Out-of-town card holders can borrow from our print collection, and will be given free access to our physical space and our digital resources. But an annual fee of $15 will be charged for a “Full Access Guest Account.” Only local borrowers (living in Plainfield or neighboring towns: Barre, East Montpelier, Marshfield or Groton) and Full Access Guest card holders can request Interlibrary Loans or borrow movies, audiobooks, digital devices or the hands-on bins. However, we will still interlibrary-loan these items to other libraries requesting them for their patrons.

The data »
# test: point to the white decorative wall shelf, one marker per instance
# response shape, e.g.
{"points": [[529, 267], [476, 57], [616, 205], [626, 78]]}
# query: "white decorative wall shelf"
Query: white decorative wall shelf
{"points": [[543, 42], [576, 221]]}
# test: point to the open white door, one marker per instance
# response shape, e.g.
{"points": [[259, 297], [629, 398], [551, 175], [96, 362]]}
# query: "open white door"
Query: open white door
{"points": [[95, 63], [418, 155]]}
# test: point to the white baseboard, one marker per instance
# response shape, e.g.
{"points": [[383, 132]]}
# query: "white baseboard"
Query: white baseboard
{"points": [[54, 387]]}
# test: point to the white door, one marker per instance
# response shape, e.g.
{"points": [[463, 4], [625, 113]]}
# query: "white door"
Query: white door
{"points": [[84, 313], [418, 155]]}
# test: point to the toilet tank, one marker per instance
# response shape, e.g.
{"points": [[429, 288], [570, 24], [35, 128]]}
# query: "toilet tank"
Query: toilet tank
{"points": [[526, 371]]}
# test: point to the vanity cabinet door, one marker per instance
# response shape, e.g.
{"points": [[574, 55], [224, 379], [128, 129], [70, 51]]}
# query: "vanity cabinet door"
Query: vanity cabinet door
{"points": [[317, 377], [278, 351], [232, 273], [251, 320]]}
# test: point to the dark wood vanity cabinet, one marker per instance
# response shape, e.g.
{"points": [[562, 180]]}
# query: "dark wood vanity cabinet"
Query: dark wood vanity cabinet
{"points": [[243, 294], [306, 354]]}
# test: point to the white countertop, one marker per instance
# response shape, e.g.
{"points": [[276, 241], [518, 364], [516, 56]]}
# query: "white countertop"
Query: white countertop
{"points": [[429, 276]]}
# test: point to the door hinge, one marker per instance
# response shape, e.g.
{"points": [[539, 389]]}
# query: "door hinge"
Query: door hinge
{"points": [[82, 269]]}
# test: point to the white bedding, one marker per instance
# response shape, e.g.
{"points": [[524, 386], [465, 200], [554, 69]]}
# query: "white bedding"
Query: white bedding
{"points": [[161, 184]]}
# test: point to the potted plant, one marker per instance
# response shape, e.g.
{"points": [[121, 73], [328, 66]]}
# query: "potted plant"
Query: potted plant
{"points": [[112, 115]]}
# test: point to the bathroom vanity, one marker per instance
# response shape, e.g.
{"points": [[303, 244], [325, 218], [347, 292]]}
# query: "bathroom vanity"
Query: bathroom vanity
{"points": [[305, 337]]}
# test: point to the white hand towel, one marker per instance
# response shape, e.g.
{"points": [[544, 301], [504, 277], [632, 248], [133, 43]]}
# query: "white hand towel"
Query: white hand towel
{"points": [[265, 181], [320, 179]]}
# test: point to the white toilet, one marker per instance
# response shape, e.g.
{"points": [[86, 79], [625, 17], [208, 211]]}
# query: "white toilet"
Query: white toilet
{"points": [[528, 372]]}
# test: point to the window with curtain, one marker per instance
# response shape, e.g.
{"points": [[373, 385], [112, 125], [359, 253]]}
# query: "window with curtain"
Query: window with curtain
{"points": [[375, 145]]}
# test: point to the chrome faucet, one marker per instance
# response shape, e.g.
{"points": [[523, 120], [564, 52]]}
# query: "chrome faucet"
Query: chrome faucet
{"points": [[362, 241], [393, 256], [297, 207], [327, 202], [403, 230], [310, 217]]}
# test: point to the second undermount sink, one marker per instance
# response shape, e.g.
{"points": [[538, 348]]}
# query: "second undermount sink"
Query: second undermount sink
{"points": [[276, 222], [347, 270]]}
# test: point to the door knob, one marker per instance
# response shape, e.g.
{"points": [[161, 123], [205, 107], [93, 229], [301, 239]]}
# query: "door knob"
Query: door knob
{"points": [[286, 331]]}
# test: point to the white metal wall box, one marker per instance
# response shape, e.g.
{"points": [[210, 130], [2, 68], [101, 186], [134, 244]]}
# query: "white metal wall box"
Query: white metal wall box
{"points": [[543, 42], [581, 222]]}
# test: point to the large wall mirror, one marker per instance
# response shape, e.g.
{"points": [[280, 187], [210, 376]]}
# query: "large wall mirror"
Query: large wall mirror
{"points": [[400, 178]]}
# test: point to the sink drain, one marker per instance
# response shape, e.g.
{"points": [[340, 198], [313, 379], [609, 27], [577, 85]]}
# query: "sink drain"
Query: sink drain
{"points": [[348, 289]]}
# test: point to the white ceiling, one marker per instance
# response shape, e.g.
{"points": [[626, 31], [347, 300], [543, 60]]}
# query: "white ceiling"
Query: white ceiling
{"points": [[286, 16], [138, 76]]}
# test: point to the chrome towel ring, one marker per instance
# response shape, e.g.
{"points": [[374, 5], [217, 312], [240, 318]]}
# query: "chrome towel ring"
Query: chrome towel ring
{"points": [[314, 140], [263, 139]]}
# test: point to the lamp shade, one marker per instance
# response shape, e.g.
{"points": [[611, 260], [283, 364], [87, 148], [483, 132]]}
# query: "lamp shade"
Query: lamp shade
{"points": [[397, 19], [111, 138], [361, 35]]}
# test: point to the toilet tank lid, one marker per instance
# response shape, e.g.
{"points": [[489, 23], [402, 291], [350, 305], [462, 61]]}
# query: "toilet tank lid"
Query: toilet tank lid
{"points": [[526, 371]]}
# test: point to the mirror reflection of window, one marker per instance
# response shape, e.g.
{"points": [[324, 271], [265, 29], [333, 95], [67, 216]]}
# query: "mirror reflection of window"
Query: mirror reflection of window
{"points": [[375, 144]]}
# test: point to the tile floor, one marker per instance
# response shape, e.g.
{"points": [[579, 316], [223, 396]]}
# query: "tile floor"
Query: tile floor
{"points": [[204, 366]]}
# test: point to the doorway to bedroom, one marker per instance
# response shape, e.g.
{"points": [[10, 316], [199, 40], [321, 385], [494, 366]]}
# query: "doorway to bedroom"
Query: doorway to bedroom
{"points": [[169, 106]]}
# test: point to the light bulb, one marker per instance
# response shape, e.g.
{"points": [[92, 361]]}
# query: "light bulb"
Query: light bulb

Exercise instructions »
(1) In the library borrowing policy, what annual fee is charged for a Full Access Guest Account?
(2) Arrange the rows from the line containing "# test: point to the light" through the last line of the rows, inclusive, as a numbered list, leaving out any blank lines.
The library text and the rows have no connection to each other.

Solution list »
(1) $15

(2)
1. # test: point to the light bulb, one marker per instance
2. # response shape, e.g.
3. {"points": [[92, 361]]}
4. # query: "light bulb"
5. Query: light bulb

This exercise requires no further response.